=== Gösterilen Metin ===
EKONOMİ - 22 Ağustos 2025 Cuma 09:58

Çalışma Genel Müdürü Baş, 8. Dönem Toplu Sözleşme sürecini değerlendirdi

A
A
A
Çalışma Genel Müdürü Baş, 8. Dönem Toplu Sözleşme sürecini değerlendirdi

Çalışma ve Sosyal Güvenlik Bakanlığı Çalışma Genel Müdürü Dr. Mehmet Baş, 8. Dönem Toplu Sözleşme sürecine ilişkin değerlendirmelerde bulunarak, "Kazanımları genele esas olarak tüm herkesin faydalanabileceği bir şekilde dağıtmaya çalıştık" dedi.

Yaklaşık 4 milyon memur ve 2 buçuk memur emeklisini ilgilendiren 8. Dönem Toplu Sözleşme sürecinde takvim işliyor. Kısmi anlaşma ile biten müzakere sürecinin sonucunda 11 hizmet kolunda anlaşma sağlanırken, genele ilişkin zam teklifinde ise uzlaşma sağlanamadı.

Takvime göre, 1 Ağustos’ta başlayan süreçte 19 Ağustos tarihi ile müzakereler sona erdi. Bu kapsamda, Çalışma Genel Müdürü Mehmet Baş, İhlas Haber Ajansı’na (İHA) sürece ilişkin değerlendirmelerde bulundu. Baş, 8. Dönem Toplu Sözleşmede elde edilen kazanımlar ve Kamu Görevlileri Hakem Kurulu’nun işleyişine dair soruları da yanıtladı.

"Toplu Sözleşmede Toplam bin 48 talep geldi"

Sürecin, 28 Temmuz’da yapılan bir hazırlık toplantısıyla başladığını hatırlatan Baş, bu toplantının sürecin yol haritasını çizme toplantısını olduğunu ve yasal olarak sürecin 1 Ağustos’ta başladığını ifade etti.
=== Çıkarılan Satırlar ===
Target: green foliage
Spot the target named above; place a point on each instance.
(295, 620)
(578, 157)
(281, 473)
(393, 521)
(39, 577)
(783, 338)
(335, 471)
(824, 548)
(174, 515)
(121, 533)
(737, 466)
===
Alıştırmalar
1 > Toplu sözleşme haberinde "Çalışma ve Sosyal" sözlerinden başlayıp "ise uzlaşma sağlanamadı." sözleri de dahil olmak üzere o kısma kadar olan bölümü olduğu gibi yazınız.
2 > 8. Dönem Toplu Sözleşme sürecini anlatan haberi kaldığı yerden ileriye taşıyınız.

Cevaplar
1 >
Çalışma ve Sosyal Güvenlik Bakanlığı Çalışma Genel Müdürü Dr. Mehmet Baş, 8. Dönem Toplu Sözleşme sürecine ilişkin değerlendirmelerde bulunarak, "Kazanımları genele esas olarak tüm herkesin faydalanabileceği bir şekilde dağıtmaya çalıştık" dedi.

Yaklaşık 4 milyon memur ve 2 buçuk memur emeklisini ilgilendiren 8. Dönem Toplu Sözleşme sürecinde takvim işliyor. Kısmi anlaşma ile biten müzakere sürecinin sonucunda 11 hizmet kolunda anlaşma sağlanırken, genele ilişkin zam teklifinde ise uzlaşma sağlanamadı.

2 >
Baş, 1 Ağustos itibarıyla 8. Dönem Toplu Sözleşme çalışmalarına başladıklarını aktararak, "Yaklaşık bin 48 talep geldi bu dönem. Daha önceki dönemden de kalanları eklediğimizde değerlendirme yapmamız üzere bin 107 talep geldi. 1 Ağustos itibariyle tek tek sendikalarımızla oturup önce bir tasnif çalışması yaptık. Yaklaşık dört, beş gün geceli gündüzlü yapmış olduğumuz bu çalışmada tasniflerimizi tamamladıktan sonra müzakere sürecine geçtik ki bu genelde çalışmalarımızı bu şekilde yürütüyoruz. Müzakerelerimiz de yaklaşık bir hafta sürdü. Hem hizmet kolları bazında hem de geneli üzerinde yapmış olduğumuz müzakereler sonucunda da bir noktaya geldik. Maddeler üzerinde anlaşabildiklerimiz oldu, anlaşamadıklarımız oldu" ifadelerine yer verdi.

"Bizi en çok mutlu eden 11 hizmet kolumuzun tamamında anlaşmayla sonuçlanması oldu"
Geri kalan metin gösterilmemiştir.